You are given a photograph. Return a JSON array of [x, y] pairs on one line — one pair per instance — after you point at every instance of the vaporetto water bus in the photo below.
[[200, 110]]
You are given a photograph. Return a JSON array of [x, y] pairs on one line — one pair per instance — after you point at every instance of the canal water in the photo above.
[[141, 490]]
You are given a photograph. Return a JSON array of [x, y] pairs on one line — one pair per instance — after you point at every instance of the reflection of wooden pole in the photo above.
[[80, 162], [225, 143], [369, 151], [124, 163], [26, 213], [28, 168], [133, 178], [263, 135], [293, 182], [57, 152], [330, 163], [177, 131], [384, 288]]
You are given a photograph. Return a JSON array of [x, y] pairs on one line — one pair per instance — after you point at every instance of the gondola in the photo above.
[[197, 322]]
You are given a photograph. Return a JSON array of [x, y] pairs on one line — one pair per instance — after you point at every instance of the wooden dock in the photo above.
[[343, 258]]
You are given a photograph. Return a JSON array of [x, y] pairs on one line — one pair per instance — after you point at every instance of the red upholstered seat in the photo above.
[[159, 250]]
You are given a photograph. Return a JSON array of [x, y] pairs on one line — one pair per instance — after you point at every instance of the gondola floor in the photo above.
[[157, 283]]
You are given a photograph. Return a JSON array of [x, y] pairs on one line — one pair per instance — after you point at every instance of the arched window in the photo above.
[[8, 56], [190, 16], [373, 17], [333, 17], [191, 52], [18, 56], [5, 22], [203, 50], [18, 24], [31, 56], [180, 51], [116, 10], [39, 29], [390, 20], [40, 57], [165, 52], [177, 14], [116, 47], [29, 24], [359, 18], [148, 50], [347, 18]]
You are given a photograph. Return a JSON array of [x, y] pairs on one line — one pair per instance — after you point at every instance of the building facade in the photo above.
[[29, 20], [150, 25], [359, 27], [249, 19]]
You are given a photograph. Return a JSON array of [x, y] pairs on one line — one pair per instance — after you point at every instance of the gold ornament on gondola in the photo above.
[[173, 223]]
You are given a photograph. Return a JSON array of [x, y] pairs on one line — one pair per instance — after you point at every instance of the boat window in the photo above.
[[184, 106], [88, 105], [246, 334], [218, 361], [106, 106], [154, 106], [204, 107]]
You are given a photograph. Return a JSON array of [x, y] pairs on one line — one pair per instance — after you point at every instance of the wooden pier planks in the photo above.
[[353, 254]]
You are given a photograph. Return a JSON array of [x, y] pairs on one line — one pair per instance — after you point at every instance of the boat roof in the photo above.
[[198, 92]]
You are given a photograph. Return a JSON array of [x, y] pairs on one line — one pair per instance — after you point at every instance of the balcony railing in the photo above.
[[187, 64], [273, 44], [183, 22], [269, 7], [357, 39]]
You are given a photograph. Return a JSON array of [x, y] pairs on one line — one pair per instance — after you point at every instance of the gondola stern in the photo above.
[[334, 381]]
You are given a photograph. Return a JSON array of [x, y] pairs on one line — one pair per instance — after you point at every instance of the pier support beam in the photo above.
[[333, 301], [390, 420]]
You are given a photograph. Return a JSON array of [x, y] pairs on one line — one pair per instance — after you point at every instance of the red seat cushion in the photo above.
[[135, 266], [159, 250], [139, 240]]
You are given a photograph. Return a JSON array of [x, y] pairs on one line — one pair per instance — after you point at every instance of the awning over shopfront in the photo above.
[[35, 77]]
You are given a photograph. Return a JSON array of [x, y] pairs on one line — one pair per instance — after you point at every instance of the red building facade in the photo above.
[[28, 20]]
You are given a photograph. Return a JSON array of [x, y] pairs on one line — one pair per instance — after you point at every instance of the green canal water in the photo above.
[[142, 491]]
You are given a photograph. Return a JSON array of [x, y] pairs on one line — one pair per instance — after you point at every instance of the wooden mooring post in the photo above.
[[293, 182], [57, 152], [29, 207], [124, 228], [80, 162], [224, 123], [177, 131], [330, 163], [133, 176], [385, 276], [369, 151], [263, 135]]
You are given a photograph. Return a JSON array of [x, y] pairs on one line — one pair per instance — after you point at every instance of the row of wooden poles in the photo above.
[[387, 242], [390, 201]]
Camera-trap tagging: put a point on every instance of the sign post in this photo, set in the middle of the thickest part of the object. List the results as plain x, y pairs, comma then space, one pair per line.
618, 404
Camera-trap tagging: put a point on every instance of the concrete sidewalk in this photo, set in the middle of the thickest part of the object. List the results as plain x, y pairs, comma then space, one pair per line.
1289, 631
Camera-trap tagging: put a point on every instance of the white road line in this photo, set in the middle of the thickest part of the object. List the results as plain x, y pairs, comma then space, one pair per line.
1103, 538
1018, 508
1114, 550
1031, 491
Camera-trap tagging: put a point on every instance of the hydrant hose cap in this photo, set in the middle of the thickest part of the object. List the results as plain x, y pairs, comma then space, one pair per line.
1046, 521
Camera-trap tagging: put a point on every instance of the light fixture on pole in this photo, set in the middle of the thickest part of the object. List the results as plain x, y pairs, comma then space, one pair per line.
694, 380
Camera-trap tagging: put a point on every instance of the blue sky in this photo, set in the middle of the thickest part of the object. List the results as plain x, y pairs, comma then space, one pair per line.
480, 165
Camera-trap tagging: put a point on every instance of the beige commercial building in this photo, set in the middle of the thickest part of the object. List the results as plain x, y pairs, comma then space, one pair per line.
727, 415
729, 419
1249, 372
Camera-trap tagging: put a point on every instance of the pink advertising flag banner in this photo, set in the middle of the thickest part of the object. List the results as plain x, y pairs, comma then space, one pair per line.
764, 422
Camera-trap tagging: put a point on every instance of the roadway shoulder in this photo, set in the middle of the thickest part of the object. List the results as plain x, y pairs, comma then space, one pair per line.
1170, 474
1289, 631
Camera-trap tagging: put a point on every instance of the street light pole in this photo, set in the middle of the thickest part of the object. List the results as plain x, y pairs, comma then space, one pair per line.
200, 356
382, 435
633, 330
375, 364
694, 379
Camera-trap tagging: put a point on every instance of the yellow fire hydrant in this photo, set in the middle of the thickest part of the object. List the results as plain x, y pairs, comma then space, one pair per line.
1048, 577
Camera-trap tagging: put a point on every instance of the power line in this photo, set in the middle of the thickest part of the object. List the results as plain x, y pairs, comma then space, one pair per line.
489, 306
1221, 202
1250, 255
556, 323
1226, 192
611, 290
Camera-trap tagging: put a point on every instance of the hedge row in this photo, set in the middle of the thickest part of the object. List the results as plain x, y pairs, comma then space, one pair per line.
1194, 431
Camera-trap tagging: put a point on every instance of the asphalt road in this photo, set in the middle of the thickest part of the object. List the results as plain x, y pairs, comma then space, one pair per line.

────────────────

● **Exercise**
Copy every row above word for word, in the same order.

● **Task output**
You are given a photograph. Return a JSON array of [x, y] pairs on one line — one pair per instance — after you point at every instance of the vaporetto water bus in the photo below.
[[200, 110]]
You are given a photograph. Return a JSON array of [x, y] pairs on one line — one pair per instance — after you point at every instance of the canal water in the photo above.
[[141, 490]]
You are given a photograph. Return a JSON array of [x, y] pairs on one line — one pair per instance — after you point at every instance of the reflection of wooden pole in the photo above.
[[80, 162], [225, 143], [369, 151], [124, 163], [26, 213], [28, 168], [133, 178], [263, 135], [293, 182], [57, 152], [330, 163], [177, 131], [384, 288]]
You are given a photograph. Return a JSON array of [x, y] pairs on one line — one pair per instance — after you point at every instance of the gondola in the photo above.
[[197, 322]]
You are given a photograph. Return a JSON array of [x, y] pairs on one line — one pair per instance — after you point at every instance of the wooden dock in the photo above.
[[343, 258]]
You are given a photograph. Return a JSON array of [x, y] pairs on one line — one pair per instance — after you point at every instance of the red upholstered seat in the photo above.
[[159, 250]]
You are given a photograph. Return a JSON array of [x, y] pairs on one line — one pair per instance — after you point at every instance of the gondola floor in the photo above.
[[157, 283]]
You are given a photograph. Return a JSON array of [x, y] pairs on one line — one pair per instance — after you point at every instance of the arched window in the photo above.
[[8, 56], [190, 16], [373, 17], [333, 17], [191, 52], [18, 56], [5, 22], [203, 50], [18, 24], [31, 56], [180, 51], [116, 10], [39, 29], [390, 20], [40, 57], [165, 52], [177, 14], [116, 47], [29, 24], [359, 18], [148, 50], [347, 18]]
You are given a photograph. Return a JSON array of [x, y] pairs on one line — one pair per instance — after you point at every instance of the building facade in the photo above.
[[29, 20], [150, 25], [359, 27], [249, 19]]
You are given a photograph. Return a JSON array of [x, y] pairs on one line — one pair per instance — after you point at every instance of the gold ornament on gondola in the photo above.
[[173, 223]]
You are given a photograph. Return a JSON array of [x, y] pairs on one line — one pair per instance — after you point at every instance of the boat window in the photo above.
[[184, 106], [88, 105], [246, 334], [218, 361], [106, 106], [154, 106], [204, 107]]
You are given a photograph. Return a JSON array of [x, y] pairs on one line — one pair per instance — after you point at every instance of the wooden pier planks in the photo above.
[[353, 254]]
You are given a photograph. Return a JSON array of [x, y] pairs on one line — one pair per instance — after you point at every instance of the boat roof in the photo above.
[[198, 92]]
You are given a photograph. Return a JSON array of [x, y] pairs on one line — one pair per instance — after you point at every instance of the balcony railing in the photo above.
[[187, 64], [273, 44], [183, 22], [269, 7], [357, 39]]
You are given a photograph. Return a JSON array of [x, y] pairs on one line — one pair per instance — after you point at every instance of the gondola stern in the photo above.
[[334, 381]]
You are given a photograph. Return a JSON array of [x, y] pairs on one line — one pair per instance — after you point at every instance of the pier support beam in the photo above.
[[333, 301], [390, 420]]
You are given a photograph. Return a JSON array of [x, y] pairs on one line — one pair per instance — after you point at every instance of the red seat cushion in the photo above.
[[135, 266], [159, 250], [139, 240]]
You are given a photograph. Return a JSON array of [x, y] pairs on one line — one pair per instance — after you point at every instance of the awning over shopfront in the photo above.
[[35, 77]]
You are given a photograph. Return a JSON array of [x, y] pairs on one line — one pair per instance — after you point at every instance of the red building facade in the photo above.
[[28, 20]]
You are given a photograph. Return a JSON array of [x, y] pairs on one line — one pair per instance — after you point at every instance of the green canal water in the photo above.
[[142, 491]]
You are given a photograph. Return a JSON array of [x, y] pairs on one line — one pair per instance — after you point at every instance of the wooden mooring post in the photo above.
[[293, 182], [57, 152], [29, 207], [124, 228], [80, 162], [224, 123], [177, 131], [330, 163], [133, 176], [385, 276], [369, 151], [263, 135]]
You are given a photograph. Return a JSON array of [x, y] pairs on one line — one pair per instance — after you point at every instance of the row of wooden poles in the photo above.
[[387, 242], [390, 201]]
Camera-trap tagging: put a point on every instance of the sign post in this photo, set in the middle of the thickest part of the object. List the results as plain x, y pairs, comma then space, one pair per line.
618, 404
Camera-trap tagging: put a point on every instance of the concrete sidewalk in this photo, set in the middle of the thickest part of the object. List the results as plain x, y pairs, comma then space, one pair per line.
1289, 631
Camera-trap tagging: put a point on every instance of the white road line in this photo, set in the middle of the thickest part of the object. List the results as plain x, y pairs, comma then space, one pair per line.
1103, 538
1018, 508
1114, 550
1031, 491
Camera-trap tagging: put a point on every instance of the hydrant hose cap in this photo, set in the middle of the thickest part of the object. List the results as plain x, y pairs, comma then space, one pair per line.
1046, 521
Camera-trap tagging: put a point on every instance of the light fixture on pole in this photo, set in the middle of the thickest part of the object. List the results as plain x, y pairs, comma then space, one pair per line.
694, 380
Camera-trap tagging: put a point on every instance of the blue sky in this photo, set in the middle of the thickest part of the object. List the results as plain x, y pairs, comma then space, one pair per line.
480, 165
Camera-trap tagging: put a point on every instance of the beige commercial building in this photo, set in the middle of the thickest part of the object. List the results as plain x, y pairs, comma then space, one pair per line.
727, 415
729, 419
1249, 372
Camera-trap tagging: put a point on every instance of the pink advertising flag banner in this photo, set in the middle of the thickest part of the object. List the results as plain x, y pairs, comma then space, one pair per line.
764, 422
Camera-trap tagging: put a point on every instance of the roadway shoulder in this photo, set in the middle of the thickest part of the object. List the results as plain x, y pairs, comma then space, one pair per line.
1170, 474
1289, 631
Camera-trap tagging: put a point on every instance of the street light pole in this photo, set in the middle of the thickest part of the object. List the results as plain x, y pairs, comma then space, one pair per line.
200, 356
382, 435
633, 330
375, 364
694, 379
Camera-trap tagging: put a point on every instance of the yellow fire hydrant in this photo, set in the middle of the thickest part of the object. List the results as plain x, y pairs, comma then space, one pair per line.
1048, 577
Camera-trap tagging: put a point on every instance of the power line in this photo, set in the middle of the thickest part of the object. List the results as plain x, y pairs, comma then space, one pair per line.
489, 306
1221, 202
1250, 255
556, 323
1226, 192
611, 290
Camera-trap tagging: put a point on every instance of the hedge row in this photo, set in the middle of the thickest part of the object. List the results as plain x, y pairs, comma then space, one pair per line.
1194, 431
Camera-trap tagging: put a point on every instance of the asphalt road in this photo, set in the middle of the thickest part of the object. List the results as plain x, y pairs, comma then space, one pair per line.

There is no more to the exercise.